### Task requirements
Write out the listing exactly as it is given.

### Material supplied
* * * *

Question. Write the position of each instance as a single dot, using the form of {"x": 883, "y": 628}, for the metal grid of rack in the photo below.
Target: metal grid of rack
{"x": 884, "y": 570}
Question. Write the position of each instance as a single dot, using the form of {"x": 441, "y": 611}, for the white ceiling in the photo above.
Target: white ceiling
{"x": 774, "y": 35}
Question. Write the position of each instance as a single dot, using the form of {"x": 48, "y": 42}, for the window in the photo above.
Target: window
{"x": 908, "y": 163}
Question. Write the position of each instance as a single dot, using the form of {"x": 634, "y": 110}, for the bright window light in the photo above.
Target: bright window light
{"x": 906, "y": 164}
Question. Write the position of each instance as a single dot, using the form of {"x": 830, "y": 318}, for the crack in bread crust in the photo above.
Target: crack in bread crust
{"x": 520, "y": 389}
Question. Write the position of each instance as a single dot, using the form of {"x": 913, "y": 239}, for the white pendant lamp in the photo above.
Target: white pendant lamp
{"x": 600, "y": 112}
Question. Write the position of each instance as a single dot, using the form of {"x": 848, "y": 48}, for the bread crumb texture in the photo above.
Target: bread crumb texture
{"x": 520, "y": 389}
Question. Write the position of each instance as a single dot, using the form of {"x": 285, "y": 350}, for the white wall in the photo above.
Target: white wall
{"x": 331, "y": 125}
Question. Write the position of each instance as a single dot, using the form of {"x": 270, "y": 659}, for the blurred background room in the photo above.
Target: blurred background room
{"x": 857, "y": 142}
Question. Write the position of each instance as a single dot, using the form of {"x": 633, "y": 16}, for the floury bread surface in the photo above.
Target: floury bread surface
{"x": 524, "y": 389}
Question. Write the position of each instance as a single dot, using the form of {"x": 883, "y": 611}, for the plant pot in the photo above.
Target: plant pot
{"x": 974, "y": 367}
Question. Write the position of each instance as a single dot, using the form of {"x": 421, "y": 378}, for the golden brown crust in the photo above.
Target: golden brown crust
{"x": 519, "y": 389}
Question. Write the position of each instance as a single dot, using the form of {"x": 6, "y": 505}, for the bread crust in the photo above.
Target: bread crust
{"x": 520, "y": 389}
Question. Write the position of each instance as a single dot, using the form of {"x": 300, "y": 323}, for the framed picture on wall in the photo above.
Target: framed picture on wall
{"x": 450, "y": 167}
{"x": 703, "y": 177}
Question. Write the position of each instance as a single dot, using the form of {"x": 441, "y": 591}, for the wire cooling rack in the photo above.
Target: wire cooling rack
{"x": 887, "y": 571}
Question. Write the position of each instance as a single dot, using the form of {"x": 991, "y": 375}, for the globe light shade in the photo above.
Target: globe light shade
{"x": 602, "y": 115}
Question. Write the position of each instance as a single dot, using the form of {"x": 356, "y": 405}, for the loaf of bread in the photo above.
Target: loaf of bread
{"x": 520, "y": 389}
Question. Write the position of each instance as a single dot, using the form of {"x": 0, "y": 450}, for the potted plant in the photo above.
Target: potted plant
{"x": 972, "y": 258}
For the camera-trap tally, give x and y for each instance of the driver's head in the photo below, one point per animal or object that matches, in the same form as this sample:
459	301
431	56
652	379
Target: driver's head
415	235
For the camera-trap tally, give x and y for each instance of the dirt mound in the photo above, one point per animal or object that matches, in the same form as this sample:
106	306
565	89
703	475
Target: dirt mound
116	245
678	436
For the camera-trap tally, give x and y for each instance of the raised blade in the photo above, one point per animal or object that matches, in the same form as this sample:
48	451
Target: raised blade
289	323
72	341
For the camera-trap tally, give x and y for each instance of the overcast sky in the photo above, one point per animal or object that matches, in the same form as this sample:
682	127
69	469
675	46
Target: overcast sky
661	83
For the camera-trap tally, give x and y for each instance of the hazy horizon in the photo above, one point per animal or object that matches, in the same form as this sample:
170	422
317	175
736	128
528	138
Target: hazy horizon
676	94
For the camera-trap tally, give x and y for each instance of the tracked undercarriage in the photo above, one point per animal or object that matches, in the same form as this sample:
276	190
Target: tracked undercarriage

* * * *

### Full answer
Question. Write the position of each instance as a single dot, using the form of {"x": 883, "y": 628}, for the metal grid of rack in the photo below.
Target: metal grid of rack
{"x": 884, "y": 570}
Question. Write the position of each instance as a single dot, using the form of {"x": 441, "y": 611}, for the white ceiling in the photo above.
Target: white ceiling
{"x": 774, "y": 35}
Question. Write the position of each instance as a single dot, using the form of {"x": 48, "y": 42}, for the window in the photo above.
Target: window
{"x": 908, "y": 163}
Question. Write the position of each instance as a single dot, using the form of {"x": 634, "y": 110}, for the bright window light in the photo above.
Target: bright window light
{"x": 906, "y": 164}
Question. Write the position of each instance as a single dot, using the form of {"x": 830, "y": 318}, for the crack in bread crust in the photo above.
Target: crack in bread crust
{"x": 520, "y": 389}
Question. Write the position of each instance as a single dot, using the form of {"x": 913, "y": 239}, for the white pendant lamp in the photo above.
Target: white pendant lamp
{"x": 600, "y": 112}
Question. Write the position of each instance as a single dot, using the form of {"x": 848, "y": 48}, for the bread crumb texture in the photo above.
Target: bread crumb texture
{"x": 520, "y": 389}
Question. Write the position of each instance as a single dot, using the form of {"x": 285, "y": 350}, for the white wall in the photo above.
Target: white wall
{"x": 331, "y": 125}
Question. Write the position of each instance as a single dot, using the form of {"x": 270, "y": 659}, for the blurred background room in the photo above.
Target: blurred background room
{"x": 857, "y": 142}
Question. Write the position of each instance as a single dot, using the form of {"x": 633, "y": 16}, for the floury bread surface in the photo above.
Target: floury bread surface
{"x": 524, "y": 389}
Question. Write the position of each instance as a single dot, using the form of {"x": 883, "y": 611}, for the plant pot in the photo above.
Target: plant pot
{"x": 974, "y": 367}
Question. Write the position of each instance as a single dot, using the form of {"x": 421, "y": 378}, for the golden brown crust in the photo above.
Target: golden brown crust
{"x": 519, "y": 389}
Question. Write the position of each instance as a single dot, using the form of {"x": 6, "y": 505}, for the bread crust in the photo above.
Target: bread crust
{"x": 520, "y": 389}
Question. Write the position of each instance as a single dot, using the form of {"x": 300, "y": 323}, for the framed picture on wall in the photo above.
Target: framed picture on wall
{"x": 450, "y": 167}
{"x": 703, "y": 177}
Question. Write the position of each instance as a single dot, using the form of {"x": 441, "y": 591}, for the wire cooling rack in the photo above.
Target: wire cooling rack
{"x": 887, "y": 571}
Question. Write the position of each instance as a single dot, using the form of {"x": 991, "y": 375}, for the globe light shade in the photo above.
Target: globe light shade
{"x": 602, "y": 115}
Question. Write the position of each instance as a single dot, using the form of {"x": 356, "y": 405}, for the loaf of bread in the photo above.
Target: loaf of bread
{"x": 520, "y": 389}
Question. Write the position of each instance as a single dot, using the form of {"x": 0, "y": 450}, for the potted plant in the photo above.
Target: potted plant
{"x": 972, "y": 258}
For the camera-trap tally, give x and y for each instance of the driver's head in the photo below, one point per animal or object that matches, in the same form as this sample:
459	301
431	56
652	379
Target: driver's head
415	235
For the camera-trap tally, give x and y for each instance of the dirt mound in the photo above, one point per animal or object that matches, in the same form as this sample:
106	306
565	89
703	475
Target: dirt mound
116	245
678	436
For the camera-trap tally, give x and y for each instance of the raised blade in the photo above, one point per animal or object that matches, in the same form as this sample:
48	451
Target: raised blade
289	323
72	341
For the camera-trap tally, give x and y for each instance of the overcast sky in the photo above, one point per animal or object that matches, in the same form as this sample:
682	127
69	469
675	46
Target: overcast sky
661	83
For the camera-trap tally, give x and y for each instance of the hazy horizon in the photo above, one point per animal or object that matches, in the same form as this sample:
170	422
317	175
736	128
528	138
Target: hazy horizon
676	94
For the camera-trap tally, give x and y for each instance of the tracked undercarriage in the photo above, one point per animal or object that matches, in the same form as this sample:
276	190
Target: tracked undercarriage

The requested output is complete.